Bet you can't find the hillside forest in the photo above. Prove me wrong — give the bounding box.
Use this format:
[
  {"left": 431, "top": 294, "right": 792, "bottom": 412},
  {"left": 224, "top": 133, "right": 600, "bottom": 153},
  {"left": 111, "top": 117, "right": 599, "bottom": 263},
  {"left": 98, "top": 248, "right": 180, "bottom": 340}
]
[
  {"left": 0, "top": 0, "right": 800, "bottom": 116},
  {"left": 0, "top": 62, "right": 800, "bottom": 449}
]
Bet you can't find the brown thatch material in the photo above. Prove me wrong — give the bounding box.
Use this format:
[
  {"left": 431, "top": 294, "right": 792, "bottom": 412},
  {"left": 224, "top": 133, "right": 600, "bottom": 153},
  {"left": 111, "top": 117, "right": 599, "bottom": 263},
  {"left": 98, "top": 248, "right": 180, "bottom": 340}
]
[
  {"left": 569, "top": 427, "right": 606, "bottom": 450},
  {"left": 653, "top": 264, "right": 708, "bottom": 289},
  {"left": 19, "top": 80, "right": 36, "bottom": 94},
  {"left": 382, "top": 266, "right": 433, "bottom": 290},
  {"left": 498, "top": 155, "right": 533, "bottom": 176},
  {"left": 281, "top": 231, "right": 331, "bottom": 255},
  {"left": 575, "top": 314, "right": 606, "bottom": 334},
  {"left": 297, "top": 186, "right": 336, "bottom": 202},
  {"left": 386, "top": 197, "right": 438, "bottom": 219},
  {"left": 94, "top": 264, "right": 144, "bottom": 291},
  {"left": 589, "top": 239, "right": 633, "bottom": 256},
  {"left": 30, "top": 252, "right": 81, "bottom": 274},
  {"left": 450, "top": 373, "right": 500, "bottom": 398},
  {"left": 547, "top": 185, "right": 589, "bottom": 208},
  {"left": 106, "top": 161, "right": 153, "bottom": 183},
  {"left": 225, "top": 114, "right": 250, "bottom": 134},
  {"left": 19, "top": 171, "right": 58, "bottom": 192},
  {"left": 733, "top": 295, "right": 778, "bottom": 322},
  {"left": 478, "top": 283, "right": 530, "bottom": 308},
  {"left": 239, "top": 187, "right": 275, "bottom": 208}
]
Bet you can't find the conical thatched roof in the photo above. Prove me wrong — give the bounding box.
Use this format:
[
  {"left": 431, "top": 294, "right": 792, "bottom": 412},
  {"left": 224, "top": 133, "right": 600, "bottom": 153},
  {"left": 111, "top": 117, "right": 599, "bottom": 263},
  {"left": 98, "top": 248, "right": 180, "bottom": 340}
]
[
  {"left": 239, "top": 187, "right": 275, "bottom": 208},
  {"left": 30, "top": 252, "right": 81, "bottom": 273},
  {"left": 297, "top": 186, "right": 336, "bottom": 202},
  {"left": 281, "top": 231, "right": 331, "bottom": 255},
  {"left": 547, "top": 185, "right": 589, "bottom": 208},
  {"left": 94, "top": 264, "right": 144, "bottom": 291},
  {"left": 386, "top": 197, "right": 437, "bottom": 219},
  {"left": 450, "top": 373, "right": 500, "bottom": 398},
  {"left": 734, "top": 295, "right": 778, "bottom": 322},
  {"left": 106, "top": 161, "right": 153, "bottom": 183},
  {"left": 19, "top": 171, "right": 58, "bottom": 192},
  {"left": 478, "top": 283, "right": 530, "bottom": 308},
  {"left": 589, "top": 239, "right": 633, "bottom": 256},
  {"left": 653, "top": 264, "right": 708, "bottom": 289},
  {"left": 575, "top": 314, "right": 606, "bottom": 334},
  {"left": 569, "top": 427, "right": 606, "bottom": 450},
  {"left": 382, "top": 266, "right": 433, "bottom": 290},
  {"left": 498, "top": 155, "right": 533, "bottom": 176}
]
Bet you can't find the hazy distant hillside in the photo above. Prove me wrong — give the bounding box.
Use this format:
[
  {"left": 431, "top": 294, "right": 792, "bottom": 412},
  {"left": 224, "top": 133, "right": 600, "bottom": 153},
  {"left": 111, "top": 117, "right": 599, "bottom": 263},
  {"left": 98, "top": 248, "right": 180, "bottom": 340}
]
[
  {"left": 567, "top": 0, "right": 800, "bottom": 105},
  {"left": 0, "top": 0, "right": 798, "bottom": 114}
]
===
REQUIREMENTS: Please pull out each line in the entries above that contains the word "find".

TASK SOLUTION:
Bet you can't find the hillside forest in the photo above. Prove me wrong — give the bounding box.
Bet you can't find the brown thatch material in the photo above. Prove me wrong — give the bounding box.
Bet you can't find the conical thatched roof in the photo above. Prove me wrong — give the bounding box.
Bet you can't find the hazy distant hillside in the photo above. Prove me wrong — give the bounding box.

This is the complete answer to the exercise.